**Short problem:**
Write out every entry exactly as it stands.

**Records excerpted from a collection:**
BEGIN

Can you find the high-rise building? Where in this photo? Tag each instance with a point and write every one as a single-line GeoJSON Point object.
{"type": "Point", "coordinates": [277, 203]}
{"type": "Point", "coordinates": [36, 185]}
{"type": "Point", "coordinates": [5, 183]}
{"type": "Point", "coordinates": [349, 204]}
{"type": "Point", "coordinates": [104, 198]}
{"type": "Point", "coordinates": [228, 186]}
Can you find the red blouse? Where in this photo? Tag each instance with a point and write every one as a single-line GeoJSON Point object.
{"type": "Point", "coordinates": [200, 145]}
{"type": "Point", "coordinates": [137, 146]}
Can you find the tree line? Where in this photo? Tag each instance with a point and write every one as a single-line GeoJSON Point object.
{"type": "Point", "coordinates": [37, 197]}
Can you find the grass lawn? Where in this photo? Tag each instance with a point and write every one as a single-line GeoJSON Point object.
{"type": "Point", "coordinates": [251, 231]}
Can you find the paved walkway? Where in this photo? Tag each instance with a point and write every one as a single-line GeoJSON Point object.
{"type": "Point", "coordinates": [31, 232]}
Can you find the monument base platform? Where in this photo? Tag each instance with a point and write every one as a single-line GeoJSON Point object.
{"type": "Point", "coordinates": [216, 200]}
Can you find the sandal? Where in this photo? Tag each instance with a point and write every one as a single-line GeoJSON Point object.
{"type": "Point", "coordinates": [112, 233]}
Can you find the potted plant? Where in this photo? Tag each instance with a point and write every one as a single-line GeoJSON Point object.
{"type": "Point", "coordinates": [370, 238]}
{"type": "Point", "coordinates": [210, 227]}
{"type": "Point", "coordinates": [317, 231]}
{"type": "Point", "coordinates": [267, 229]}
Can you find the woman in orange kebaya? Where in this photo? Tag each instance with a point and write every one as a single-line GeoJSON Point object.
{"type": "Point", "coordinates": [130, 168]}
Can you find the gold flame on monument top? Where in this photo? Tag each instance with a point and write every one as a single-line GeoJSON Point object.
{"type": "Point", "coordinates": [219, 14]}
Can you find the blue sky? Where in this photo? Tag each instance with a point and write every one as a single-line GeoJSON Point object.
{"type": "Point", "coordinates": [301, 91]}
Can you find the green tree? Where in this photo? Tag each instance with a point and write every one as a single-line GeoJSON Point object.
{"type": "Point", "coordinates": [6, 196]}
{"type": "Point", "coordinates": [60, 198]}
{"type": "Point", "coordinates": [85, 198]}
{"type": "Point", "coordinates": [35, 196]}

END

**Exercise solution:**
Can you find the high-rise building? Where in this photo? Tag each instance with a point and write every one as a single-line GeoJSON Point object.
{"type": "Point", "coordinates": [277, 203]}
{"type": "Point", "coordinates": [36, 185]}
{"type": "Point", "coordinates": [5, 183]}
{"type": "Point", "coordinates": [349, 204]}
{"type": "Point", "coordinates": [104, 198]}
{"type": "Point", "coordinates": [228, 186]}
Can you find the red blouse? Where in this photo? Tag each instance with a point and write every one as a single-line GeoJSON Point object.
{"type": "Point", "coordinates": [200, 145]}
{"type": "Point", "coordinates": [137, 146]}
Can you find the tree line? Where in this photo? Tag each instance with a point and write every one as a single-line GeoJSON Point object.
{"type": "Point", "coordinates": [37, 197]}
Can you find the grass lawn? Where in this photo? Tag each instance with a point and write every one as a single-line GeoJSON Point object.
{"type": "Point", "coordinates": [251, 231]}
Can you find the paved walkway? Where in this photo? Tag each instance with a point and write every one as a single-line GeoJSON Point object.
{"type": "Point", "coordinates": [31, 232]}
Can you find the monument base platform? Where in this photo? Tag each instance with a point and write every one as a single-line GeoJSON Point object.
{"type": "Point", "coordinates": [216, 200]}
Can you find the sandal? Where in this photo? Tag each instance with a point and write every one as a single-line GeoJSON Point object.
{"type": "Point", "coordinates": [112, 233]}
Can you find the potted plant? Where in this photo? Tag each instance with a point and write every one as a single-line GeoJSON Point object.
{"type": "Point", "coordinates": [370, 238]}
{"type": "Point", "coordinates": [210, 227]}
{"type": "Point", "coordinates": [317, 231]}
{"type": "Point", "coordinates": [267, 229]}
Can you find the woman in orange kebaya? Where in this photo? Tag each instance with a point and write every one as a single-line GeoJSON Point object.
{"type": "Point", "coordinates": [130, 168]}
Can you find the gold flame on monument top? Where in this photo? Tag each instance with a point and write every one as a single-line GeoJSON Point object.
{"type": "Point", "coordinates": [219, 14]}
Can you find the blue sky? Where in this photo? Tag each instance with a point and write every one as a single-line GeoJSON Point object.
{"type": "Point", "coordinates": [301, 91]}
Can you find the green tree? Where in this photo? Tag each instance with a point and write every one as a single-line GeoJSON Point object.
{"type": "Point", "coordinates": [6, 196]}
{"type": "Point", "coordinates": [60, 198]}
{"type": "Point", "coordinates": [85, 198]}
{"type": "Point", "coordinates": [35, 196]}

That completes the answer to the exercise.